● **Excerpt to read**
List Info

Thread: Re: nutch trunk filtering URLs in invertlinks even if -noFilter is on?




Re: nutch trunk filtering URLs in invertlinks even if -noFilter is on?
user name
2007-09-23 10:38:17
(Copied from nutch-user, this is more a dev topic now)
> It's not an issue with readseg or readlinkdb
themselves, because a  
> segment fetched in the older nutch (using the exact
same  
> configuration) expels png links in trunk's readlinkdb.
It appears  
> the fetcher now only parses URLs that pass the filters
into the  
> segment.


I checked the diffs from my old version (mid-December 06)
and trunk  
ParseOutputFormat. It appears now that the parse puts the
outlink  
URLs through the URLFilters. I confirmed this by taking out
.png from  
my URLFilters and re-running a crawl -- pngs now appear in
the  
readlinkdb.

1) Was it a bug that URLs that would not pass URLFilters got
into the  
linkdb for analysis?

2) If so, why is there a -noFilter option for readlinkdb?
The linkdb  
has already been filtered whether you like it or not.

● **Aim of the exercise**
List every Nutch command that the forum thread names, including any in its title.

Dataset items:
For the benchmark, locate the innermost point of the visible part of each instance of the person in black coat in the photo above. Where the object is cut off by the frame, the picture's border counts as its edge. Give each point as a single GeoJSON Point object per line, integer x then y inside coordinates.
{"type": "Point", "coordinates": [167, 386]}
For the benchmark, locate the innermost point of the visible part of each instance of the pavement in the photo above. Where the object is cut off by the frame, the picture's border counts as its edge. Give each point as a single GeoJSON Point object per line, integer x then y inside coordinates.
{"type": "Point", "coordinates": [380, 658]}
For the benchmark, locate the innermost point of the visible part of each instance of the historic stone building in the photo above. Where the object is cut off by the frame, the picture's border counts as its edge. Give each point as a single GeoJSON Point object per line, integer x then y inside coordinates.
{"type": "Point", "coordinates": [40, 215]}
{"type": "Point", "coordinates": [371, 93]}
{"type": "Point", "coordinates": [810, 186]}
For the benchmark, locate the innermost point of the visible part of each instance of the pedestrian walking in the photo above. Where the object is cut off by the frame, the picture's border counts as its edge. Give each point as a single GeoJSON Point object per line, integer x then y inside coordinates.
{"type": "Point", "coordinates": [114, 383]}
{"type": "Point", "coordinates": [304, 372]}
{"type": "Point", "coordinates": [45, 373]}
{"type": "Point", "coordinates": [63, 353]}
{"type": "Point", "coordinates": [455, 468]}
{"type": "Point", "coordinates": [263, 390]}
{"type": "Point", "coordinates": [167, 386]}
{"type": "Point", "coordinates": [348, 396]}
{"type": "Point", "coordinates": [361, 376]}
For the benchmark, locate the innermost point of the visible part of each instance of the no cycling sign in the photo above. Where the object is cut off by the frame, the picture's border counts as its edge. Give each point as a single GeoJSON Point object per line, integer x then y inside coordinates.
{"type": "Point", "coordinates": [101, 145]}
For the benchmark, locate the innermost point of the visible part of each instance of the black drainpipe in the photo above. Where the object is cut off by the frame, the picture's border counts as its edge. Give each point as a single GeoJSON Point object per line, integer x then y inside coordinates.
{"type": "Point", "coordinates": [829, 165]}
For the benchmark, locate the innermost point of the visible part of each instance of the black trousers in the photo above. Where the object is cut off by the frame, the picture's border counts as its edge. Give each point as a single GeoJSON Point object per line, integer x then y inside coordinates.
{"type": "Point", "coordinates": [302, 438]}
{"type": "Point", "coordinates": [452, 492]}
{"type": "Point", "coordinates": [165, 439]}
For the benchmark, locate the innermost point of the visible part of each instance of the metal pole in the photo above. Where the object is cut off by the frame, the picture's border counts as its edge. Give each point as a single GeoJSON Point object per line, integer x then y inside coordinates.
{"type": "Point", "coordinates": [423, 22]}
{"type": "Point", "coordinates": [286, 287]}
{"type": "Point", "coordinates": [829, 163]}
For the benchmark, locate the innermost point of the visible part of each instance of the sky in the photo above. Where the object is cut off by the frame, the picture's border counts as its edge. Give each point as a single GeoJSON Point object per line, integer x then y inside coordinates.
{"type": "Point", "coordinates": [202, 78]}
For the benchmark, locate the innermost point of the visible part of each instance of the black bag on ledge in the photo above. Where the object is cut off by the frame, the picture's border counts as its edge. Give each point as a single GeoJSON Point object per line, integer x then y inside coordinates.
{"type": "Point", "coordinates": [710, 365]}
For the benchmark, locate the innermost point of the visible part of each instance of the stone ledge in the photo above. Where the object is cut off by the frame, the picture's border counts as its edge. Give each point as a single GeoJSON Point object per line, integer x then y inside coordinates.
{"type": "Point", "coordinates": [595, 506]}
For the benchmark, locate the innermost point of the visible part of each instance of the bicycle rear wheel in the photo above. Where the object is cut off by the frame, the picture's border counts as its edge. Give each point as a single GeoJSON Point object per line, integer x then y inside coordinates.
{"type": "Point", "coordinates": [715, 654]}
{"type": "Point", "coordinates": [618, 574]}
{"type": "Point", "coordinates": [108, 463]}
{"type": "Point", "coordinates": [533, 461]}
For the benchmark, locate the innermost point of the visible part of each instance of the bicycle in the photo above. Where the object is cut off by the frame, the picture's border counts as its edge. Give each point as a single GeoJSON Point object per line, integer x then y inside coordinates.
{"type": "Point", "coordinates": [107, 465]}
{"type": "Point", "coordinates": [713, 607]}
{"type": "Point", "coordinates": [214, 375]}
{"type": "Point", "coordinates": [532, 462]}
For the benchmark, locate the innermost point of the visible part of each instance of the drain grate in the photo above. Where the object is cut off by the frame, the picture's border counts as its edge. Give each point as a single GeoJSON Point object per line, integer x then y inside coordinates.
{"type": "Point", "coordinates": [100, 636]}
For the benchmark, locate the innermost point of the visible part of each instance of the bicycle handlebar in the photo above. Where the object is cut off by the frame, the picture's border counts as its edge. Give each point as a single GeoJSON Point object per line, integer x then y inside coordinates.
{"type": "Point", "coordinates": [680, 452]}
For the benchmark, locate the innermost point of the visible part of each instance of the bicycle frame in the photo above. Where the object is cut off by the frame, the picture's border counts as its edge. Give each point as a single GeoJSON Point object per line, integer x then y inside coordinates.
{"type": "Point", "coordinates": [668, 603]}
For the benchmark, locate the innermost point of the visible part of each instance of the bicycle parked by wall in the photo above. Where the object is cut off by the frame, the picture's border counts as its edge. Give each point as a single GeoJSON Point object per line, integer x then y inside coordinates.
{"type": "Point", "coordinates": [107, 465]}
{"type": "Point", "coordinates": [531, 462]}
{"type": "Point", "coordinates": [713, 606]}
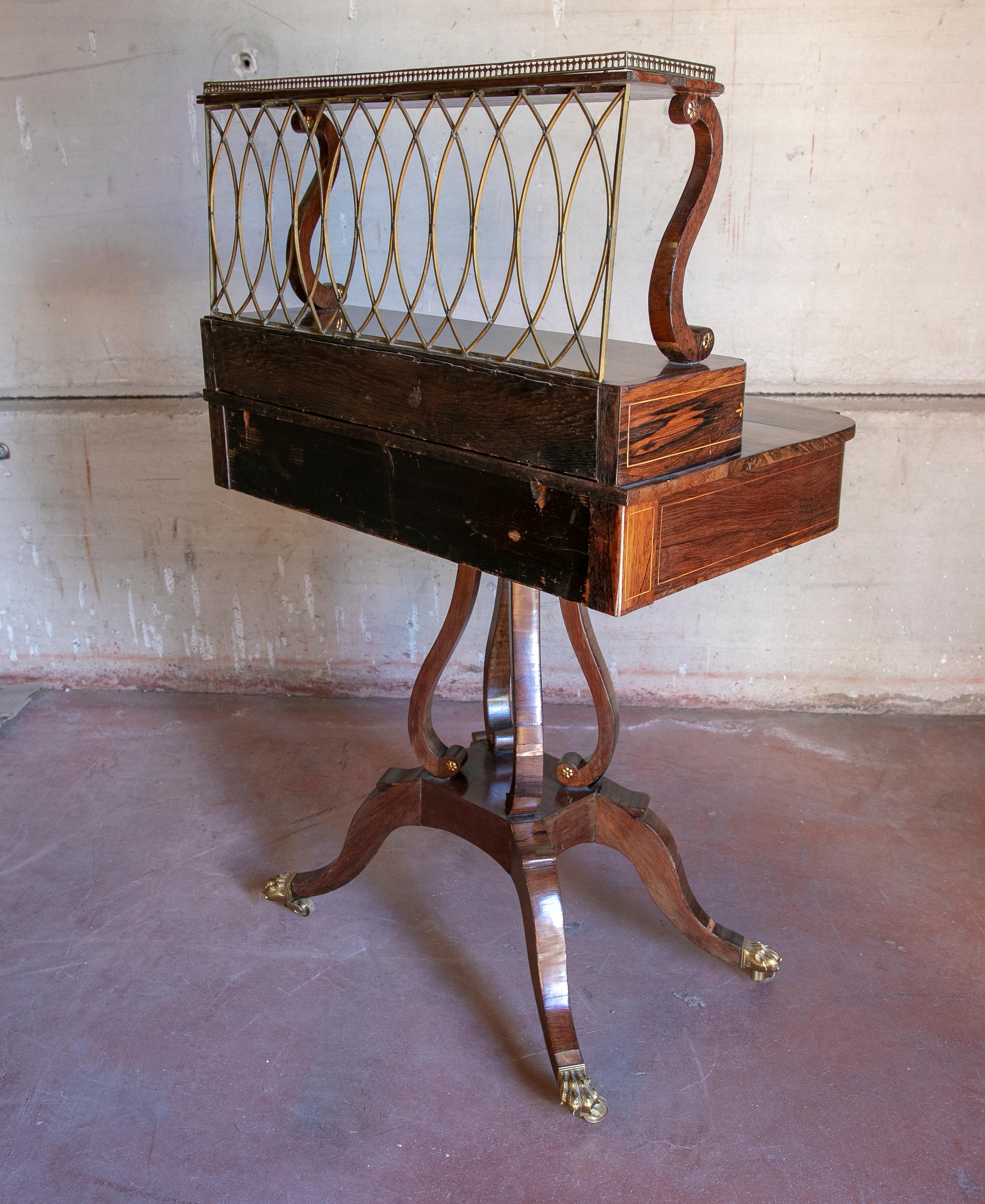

● **Task answer**
invertlinks, readseg, readlinkdb